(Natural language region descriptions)

- - - -

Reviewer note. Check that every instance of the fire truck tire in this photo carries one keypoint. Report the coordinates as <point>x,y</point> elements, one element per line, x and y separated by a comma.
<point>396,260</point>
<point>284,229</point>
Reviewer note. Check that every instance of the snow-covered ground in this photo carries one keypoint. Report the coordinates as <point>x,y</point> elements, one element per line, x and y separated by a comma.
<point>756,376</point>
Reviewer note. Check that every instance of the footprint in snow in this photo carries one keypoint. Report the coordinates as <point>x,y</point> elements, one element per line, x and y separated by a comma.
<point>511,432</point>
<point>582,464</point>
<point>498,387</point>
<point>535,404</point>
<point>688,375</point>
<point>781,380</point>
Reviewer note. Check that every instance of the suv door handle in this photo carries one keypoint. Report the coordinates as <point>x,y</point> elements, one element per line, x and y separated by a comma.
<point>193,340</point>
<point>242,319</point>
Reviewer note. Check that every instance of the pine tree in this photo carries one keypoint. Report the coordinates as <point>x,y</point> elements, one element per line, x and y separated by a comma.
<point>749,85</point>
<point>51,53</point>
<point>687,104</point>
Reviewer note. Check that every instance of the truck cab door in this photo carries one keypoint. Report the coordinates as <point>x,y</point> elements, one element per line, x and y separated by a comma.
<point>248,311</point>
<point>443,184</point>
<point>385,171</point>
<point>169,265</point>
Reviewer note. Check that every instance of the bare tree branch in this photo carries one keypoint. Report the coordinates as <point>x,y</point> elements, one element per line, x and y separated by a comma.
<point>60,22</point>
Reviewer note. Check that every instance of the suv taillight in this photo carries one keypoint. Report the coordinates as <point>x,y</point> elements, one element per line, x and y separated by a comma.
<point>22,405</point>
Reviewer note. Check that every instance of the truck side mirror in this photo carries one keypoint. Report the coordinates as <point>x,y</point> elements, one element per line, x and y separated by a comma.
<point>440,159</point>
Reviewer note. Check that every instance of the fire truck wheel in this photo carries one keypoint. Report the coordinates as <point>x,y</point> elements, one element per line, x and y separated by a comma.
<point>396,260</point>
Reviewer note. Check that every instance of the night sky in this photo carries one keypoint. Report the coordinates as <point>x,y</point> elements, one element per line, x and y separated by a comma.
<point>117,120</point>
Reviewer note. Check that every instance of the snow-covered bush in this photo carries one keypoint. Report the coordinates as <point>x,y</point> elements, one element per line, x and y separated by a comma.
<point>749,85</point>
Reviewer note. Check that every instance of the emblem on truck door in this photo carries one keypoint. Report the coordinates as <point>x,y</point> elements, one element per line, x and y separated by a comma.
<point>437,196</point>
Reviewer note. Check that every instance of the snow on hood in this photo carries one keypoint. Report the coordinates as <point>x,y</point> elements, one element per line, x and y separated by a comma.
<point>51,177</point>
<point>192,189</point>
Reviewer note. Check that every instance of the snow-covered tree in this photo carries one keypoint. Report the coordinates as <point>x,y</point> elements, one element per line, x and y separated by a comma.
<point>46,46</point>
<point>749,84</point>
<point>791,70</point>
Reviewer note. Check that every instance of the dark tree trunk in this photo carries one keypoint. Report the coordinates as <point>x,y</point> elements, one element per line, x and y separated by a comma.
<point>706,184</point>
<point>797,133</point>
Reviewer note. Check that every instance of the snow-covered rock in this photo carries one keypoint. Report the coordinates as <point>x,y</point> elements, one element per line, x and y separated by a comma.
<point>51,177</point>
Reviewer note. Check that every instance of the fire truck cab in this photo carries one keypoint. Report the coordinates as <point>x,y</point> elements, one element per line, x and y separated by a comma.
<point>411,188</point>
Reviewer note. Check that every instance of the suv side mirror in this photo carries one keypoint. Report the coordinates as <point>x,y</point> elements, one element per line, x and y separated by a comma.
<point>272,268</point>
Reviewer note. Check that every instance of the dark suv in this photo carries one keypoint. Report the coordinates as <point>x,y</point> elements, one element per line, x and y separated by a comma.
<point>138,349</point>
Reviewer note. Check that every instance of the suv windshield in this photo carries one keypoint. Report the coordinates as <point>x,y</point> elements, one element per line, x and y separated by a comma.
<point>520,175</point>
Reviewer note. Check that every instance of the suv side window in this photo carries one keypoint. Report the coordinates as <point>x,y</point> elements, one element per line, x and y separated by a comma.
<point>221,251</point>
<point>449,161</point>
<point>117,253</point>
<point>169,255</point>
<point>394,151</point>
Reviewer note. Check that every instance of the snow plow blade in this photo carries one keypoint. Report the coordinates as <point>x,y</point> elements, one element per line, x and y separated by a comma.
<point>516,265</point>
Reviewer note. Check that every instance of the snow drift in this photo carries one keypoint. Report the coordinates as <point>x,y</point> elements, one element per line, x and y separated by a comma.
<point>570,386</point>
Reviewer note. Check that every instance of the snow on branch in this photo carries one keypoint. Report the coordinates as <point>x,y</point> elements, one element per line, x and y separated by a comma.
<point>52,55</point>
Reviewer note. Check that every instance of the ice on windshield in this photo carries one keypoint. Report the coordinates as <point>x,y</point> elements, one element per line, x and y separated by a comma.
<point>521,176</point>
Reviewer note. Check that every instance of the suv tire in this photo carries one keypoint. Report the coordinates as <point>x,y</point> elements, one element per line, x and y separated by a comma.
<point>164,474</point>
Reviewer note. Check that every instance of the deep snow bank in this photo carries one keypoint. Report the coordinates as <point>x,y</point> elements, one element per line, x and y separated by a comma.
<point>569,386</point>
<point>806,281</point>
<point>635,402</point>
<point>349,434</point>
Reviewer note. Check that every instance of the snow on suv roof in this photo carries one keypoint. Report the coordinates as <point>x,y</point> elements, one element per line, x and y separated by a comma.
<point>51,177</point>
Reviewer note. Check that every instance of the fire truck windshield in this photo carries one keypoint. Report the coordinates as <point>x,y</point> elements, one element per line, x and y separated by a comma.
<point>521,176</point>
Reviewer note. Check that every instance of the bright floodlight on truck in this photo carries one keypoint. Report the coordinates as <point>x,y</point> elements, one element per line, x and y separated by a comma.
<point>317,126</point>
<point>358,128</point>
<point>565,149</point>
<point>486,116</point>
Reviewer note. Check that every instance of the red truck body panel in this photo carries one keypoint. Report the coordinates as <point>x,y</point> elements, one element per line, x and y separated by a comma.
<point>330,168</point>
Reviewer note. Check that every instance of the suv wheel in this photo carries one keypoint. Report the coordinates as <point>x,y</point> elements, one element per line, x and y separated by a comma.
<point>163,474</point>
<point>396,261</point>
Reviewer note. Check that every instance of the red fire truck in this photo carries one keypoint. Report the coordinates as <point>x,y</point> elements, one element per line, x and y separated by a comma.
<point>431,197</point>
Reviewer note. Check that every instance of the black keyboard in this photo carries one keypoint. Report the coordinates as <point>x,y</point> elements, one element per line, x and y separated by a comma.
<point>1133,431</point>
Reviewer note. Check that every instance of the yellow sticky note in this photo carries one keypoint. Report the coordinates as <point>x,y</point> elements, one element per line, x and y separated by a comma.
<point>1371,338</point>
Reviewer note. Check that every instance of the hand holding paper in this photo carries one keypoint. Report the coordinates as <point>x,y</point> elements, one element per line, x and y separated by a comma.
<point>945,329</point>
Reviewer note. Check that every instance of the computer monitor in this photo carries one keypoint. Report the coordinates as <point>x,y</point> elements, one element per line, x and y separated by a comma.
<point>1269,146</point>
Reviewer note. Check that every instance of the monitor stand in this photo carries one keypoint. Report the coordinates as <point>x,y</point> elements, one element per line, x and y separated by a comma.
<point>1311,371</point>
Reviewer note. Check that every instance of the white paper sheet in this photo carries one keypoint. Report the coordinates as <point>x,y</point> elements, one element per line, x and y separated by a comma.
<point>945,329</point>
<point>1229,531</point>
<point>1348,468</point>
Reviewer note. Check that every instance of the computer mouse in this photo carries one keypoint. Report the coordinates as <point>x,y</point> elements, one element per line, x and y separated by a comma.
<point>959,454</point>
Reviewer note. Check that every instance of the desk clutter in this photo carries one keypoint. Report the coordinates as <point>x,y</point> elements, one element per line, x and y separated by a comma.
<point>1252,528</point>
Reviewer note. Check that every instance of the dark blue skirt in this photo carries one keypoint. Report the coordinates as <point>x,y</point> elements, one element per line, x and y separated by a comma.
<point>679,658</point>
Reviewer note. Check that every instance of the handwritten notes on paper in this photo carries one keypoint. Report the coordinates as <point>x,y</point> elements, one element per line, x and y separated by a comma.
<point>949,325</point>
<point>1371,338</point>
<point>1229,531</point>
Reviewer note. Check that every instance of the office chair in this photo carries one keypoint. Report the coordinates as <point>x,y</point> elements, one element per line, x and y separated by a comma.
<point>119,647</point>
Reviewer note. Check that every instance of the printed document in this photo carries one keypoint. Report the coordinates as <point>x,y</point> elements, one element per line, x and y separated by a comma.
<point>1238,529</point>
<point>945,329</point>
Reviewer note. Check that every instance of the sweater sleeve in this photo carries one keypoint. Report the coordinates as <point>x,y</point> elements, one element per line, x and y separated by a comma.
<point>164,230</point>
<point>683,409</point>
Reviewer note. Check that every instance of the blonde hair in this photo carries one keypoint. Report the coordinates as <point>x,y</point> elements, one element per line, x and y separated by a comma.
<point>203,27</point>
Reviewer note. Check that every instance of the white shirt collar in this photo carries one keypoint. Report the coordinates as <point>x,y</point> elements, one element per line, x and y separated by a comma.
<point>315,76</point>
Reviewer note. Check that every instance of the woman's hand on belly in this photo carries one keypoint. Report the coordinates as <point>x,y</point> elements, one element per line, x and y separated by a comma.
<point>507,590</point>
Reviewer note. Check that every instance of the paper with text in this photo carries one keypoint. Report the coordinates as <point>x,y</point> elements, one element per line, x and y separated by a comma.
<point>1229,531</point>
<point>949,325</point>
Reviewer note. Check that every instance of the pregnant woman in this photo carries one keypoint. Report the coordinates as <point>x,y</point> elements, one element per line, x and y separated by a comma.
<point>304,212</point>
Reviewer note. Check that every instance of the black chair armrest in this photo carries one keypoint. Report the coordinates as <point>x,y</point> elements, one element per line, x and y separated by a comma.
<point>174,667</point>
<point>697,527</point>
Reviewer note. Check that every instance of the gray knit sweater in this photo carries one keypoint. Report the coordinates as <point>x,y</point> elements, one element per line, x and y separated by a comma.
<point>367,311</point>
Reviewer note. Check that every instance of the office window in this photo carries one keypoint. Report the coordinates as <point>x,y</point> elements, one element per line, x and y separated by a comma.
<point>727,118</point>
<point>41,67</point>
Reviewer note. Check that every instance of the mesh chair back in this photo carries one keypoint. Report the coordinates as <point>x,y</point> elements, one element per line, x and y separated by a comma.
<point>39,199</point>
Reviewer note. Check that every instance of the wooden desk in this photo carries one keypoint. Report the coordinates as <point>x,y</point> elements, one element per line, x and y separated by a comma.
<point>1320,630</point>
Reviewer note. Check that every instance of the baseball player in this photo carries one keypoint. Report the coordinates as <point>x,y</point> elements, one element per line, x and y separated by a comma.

- - - -

Using the entries above, give again each line from the one containing "Reviewer note. Check that every instance of the office window" through the last line, exactly and only those.

Reviewer note. Check that every instance of the office window in this photo carries one keypoint. Report the coordinates as <point>x,y</point> elements, one element per line, x and y separated by a comma.
<point>727,118</point>
<point>41,67</point>
Reviewer note. Check that every instance of the mesh chair back in this photo carries one keypoint. Report the coordinates as <point>x,y</point> elements, one element per line, x and y separated by a comma.
<point>39,199</point>
Reviewer note. Check that every instance of the wooden desk in this photo carries one keypoint. Report the coordinates as <point>x,y</point> elements, one element per line, x and y separated by a comma.
<point>1320,630</point>
Reviewer note. Check that every instance of the baseball player in this photo carries one keypoint. Report the coordinates as <point>x,y</point> elements, one element per line, x and y separated by a comma.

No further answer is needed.